**The problem**
Reproduce the stretch of the forum post on relationship doubts from "Tagged as: Cheating, Dating, Troubled" through "15 January 2013)".
---------- Extracted text
Tagged as: Cheating, Dating, Troubled relationships<< Previous question   Next question >>
Question - (8 January 2013) 7 Answers - (Newest, 15 January 2013)
A female Lebanon age 30-35, anonymous writes:

hi

to love or not to love is my question!!

i'm very happy with him, when i'm with him. when i don't see his face, when i don't hear his voice, when i don't have any picture of him in-front of me, i just think that i am in a big trouble .

-he is very generous , yet his salary is very low

-he is very funny and kind , yet he must be always right

-he makes the impossible stuff to please me(comes daily a 1hour by car distance so we could have lunch together at my university , once i mentioned in a chat that i wanted to eat popcorn so hard and it was like 2 am he came to my home and left me a bag of pop corn for me to have grab so he wont get me in trouble with my family....) yet he doesn't do the little things i ask him to do, like not look at overly exposed girls or telling me what is the plan of his day, or telling me when ever he is online and i'm not with whom he is talking

- i'm sure he loves me and when ever he looks at me its as if i'm the dream that came true to him , yet whenever he is away i just have the strongest feeling that he is cheating on me meanwhile whatever he says to explain why he was far i find it true.

-he cares and cares and cares personally, yet when we are far he won't call unless i do, chat unless i do, tell me what he's doing unless i ask, knowing that he does say good-morning and good-night on his own.
--------------------
---------- Data records
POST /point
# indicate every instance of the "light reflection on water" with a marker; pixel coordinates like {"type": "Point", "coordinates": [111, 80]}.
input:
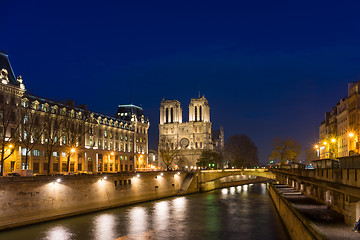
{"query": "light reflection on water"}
{"type": "Point", "coordinates": [137, 221]}
{"type": "Point", "coordinates": [231, 213]}
{"type": "Point", "coordinates": [104, 226]}
{"type": "Point", "coordinates": [58, 233]}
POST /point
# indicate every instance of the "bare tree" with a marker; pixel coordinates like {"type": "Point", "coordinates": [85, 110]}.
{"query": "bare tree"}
{"type": "Point", "coordinates": [168, 151]}
{"type": "Point", "coordinates": [285, 150]}
{"type": "Point", "coordinates": [31, 131]}
{"type": "Point", "coordinates": [52, 134]}
{"type": "Point", "coordinates": [10, 121]}
{"type": "Point", "coordinates": [73, 131]}
{"type": "Point", "coordinates": [240, 151]}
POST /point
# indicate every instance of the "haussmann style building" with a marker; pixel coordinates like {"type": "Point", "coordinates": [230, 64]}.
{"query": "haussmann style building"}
{"type": "Point", "coordinates": [339, 132]}
{"type": "Point", "coordinates": [47, 136]}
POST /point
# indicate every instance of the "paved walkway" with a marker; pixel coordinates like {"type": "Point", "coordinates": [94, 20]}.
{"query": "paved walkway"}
{"type": "Point", "coordinates": [328, 221]}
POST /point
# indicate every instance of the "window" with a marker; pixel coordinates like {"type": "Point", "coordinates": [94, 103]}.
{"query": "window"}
{"type": "Point", "coordinates": [167, 115]}
{"type": "Point", "coordinates": [37, 153]}
{"type": "Point", "coordinates": [200, 113]}
{"type": "Point", "coordinates": [172, 115]}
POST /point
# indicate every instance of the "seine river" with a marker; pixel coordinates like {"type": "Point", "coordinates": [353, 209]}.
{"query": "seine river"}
{"type": "Point", "coordinates": [243, 212]}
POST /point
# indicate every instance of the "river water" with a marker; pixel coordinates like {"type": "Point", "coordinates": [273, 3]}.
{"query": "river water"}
{"type": "Point", "coordinates": [243, 212]}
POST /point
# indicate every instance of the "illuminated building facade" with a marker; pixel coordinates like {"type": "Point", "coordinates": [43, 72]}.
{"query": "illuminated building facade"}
{"type": "Point", "coordinates": [192, 137]}
{"type": "Point", "coordinates": [94, 143]}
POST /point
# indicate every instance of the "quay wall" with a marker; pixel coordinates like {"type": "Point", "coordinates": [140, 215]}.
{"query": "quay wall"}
{"type": "Point", "coordinates": [28, 200]}
{"type": "Point", "coordinates": [297, 225]}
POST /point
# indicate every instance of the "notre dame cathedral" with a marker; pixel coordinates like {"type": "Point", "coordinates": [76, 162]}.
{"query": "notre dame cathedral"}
{"type": "Point", "coordinates": [192, 137]}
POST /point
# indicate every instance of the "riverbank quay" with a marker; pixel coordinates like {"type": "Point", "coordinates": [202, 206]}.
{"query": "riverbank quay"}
{"type": "Point", "coordinates": [305, 218]}
{"type": "Point", "coordinates": [28, 200]}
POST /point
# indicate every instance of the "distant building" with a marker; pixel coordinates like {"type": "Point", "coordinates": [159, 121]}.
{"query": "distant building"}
{"type": "Point", "coordinates": [339, 132]}
{"type": "Point", "coordinates": [154, 159]}
{"type": "Point", "coordinates": [104, 143]}
{"type": "Point", "coordinates": [192, 137]}
{"type": "Point", "coordinates": [218, 139]}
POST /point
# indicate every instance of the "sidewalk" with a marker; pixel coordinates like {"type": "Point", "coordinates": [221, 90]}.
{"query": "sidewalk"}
{"type": "Point", "coordinates": [329, 222]}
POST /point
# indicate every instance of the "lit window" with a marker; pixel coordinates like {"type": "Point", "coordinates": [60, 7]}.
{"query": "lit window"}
{"type": "Point", "coordinates": [36, 153]}
{"type": "Point", "coordinates": [23, 151]}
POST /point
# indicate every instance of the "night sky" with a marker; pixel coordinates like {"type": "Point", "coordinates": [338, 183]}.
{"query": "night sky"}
{"type": "Point", "coordinates": [267, 69]}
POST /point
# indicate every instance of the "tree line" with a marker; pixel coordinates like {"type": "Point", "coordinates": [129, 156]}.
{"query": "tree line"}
{"type": "Point", "coordinates": [239, 152]}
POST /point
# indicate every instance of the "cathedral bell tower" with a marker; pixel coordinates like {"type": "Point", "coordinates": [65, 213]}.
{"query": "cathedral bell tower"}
{"type": "Point", "coordinates": [170, 112]}
{"type": "Point", "coordinates": [199, 110]}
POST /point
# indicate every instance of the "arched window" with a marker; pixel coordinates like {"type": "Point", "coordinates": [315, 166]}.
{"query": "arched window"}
{"type": "Point", "coordinates": [200, 113]}
{"type": "Point", "coordinates": [172, 115]}
{"type": "Point", "coordinates": [195, 113]}
{"type": "Point", "coordinates": [167, 115]}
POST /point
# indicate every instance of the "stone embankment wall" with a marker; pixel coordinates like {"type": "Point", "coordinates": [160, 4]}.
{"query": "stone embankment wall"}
{"type": "Point", "coordinates": [27, 200]}
{"type": "Point", "coordinates": [338, 188]}
{"type": "Point", "coordinates": [298, 227]}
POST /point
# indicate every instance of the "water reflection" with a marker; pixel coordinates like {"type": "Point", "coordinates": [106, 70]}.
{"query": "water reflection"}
{"type": "Point", "coordinates": [161, 215]}
{"type": "Point", "coordinates": [58, 233]}
{"type": "Point", "coordinates": [104, 226]}
{"type": "Point", "coordinates": [137, 221]}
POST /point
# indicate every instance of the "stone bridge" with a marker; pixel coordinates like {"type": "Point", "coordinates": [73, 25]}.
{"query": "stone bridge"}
--------------------
**Output**
Tagged as: Cheating, Dating, Troubled relationships<< Previous question   Next question >>
Question - (8 January 2013) 7 Answers - (Newest, 15 January 2013)